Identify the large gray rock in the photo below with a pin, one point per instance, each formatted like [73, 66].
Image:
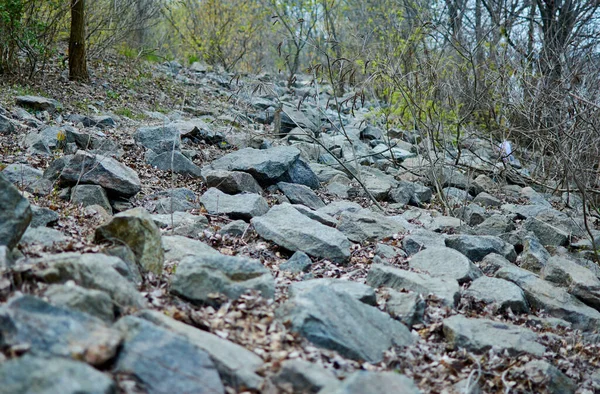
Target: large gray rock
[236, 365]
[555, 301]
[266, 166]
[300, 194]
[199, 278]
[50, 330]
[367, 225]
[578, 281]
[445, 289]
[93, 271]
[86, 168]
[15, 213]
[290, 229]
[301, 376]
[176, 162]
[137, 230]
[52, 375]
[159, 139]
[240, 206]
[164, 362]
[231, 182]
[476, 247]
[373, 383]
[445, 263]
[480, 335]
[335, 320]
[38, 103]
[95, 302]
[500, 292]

• **WHAT IS NEEDED**: Can you update the rows above by changing "large gray rock" to "big gray stone" wherever it occurs, keep every other line as it is, and leave the pictures out?

• **OUTPUT BELOW**:
Identify the big gray stone in the photo below with a pin, one point per instance, each formatted like [73, 66].
Image:
Target: big gray stone
[236, 365]
[555, 301]
[266, 166]
[300, 194]
[199, 278]
[50, 330]
[367, 225]
[578, 281]
[445, 289]
[93, 271]
[86, 168]
[15, 213]
[290, 229]
[301, 376]
[176, 162]
[137, 230]
[52, 375]
[159, 139]
[240, 206]
[164, 362]
[231, 182]
[476, 247]
[373, 383]
[445, 263]
[480, 335]
[335, 320]
[38, 103]
[95, 302]
[500, 292]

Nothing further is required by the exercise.